(SHORT TASK) In the passage below about Rusty the bearded dragon, repeat word for word the portion from "Thursday, 3:39 AM." up to and including "kind of comical.".

**** PROVIDED TEXT

Thursday, 3:39 AM. I would venture to say I am having a unique, singular experience at this moment: there is an aggravated bearded dragon named Rusty clamped down on the index finger of my right hand. It doesn’t hurt and is kind of comical.
For Rusty, this is all a matter of life and death. Actually he is correct in his interpretation; in a day’s-time, the condition for which he was treated would have resulted in his demise if not corrected. Even though an injection to sedate him had been given (lizards can be notorious for not realizing they have been sedated), he felt action had to be taken. Since the option of escape was not available, he opted to fight. Rusty was so intent on his attack of my right index finger, obviously the least intimidating finger of my right hand, he failed to consider or anticipate the use of my left hand to distract his attention, pry him off my finger, and gently place him in a heated recovery tank until his discharge. Rusty’s actions and oversight serve as a metaphor for many of my own, current actions.

********
**** GIVEN RECORDS

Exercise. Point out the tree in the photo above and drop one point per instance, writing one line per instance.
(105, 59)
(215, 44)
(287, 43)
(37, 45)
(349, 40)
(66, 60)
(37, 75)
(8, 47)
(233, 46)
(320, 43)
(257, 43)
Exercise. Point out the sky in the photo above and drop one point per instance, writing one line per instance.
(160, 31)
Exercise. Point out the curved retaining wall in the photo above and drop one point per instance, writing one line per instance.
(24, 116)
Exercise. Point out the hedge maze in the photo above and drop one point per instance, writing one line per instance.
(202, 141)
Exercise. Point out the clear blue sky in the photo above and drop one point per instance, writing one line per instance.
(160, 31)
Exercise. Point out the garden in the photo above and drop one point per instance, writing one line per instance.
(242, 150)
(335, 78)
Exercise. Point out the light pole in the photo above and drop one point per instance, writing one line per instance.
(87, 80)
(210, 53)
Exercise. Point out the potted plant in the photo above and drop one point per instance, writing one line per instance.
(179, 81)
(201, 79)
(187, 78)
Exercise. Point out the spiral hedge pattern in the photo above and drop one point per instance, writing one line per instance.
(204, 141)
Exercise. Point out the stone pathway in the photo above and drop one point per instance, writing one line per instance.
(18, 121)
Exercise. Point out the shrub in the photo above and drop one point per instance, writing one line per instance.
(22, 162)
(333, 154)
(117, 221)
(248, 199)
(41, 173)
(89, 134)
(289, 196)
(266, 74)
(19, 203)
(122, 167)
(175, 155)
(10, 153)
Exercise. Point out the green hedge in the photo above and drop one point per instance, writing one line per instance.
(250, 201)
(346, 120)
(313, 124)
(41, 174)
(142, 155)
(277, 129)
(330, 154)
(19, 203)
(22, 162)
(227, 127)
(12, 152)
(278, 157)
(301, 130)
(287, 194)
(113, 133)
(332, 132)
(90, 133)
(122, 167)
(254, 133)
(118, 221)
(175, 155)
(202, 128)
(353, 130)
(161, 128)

********

(PROBLEM SOLUTION)
Thursday, 3:39 AM. I would venture to say I am having a unique, singular experience at this moment: there is an aggravated bearded dragon named Rusty clamped down on the index finger of my right hand. It doesn’t hurt and is kind of comical.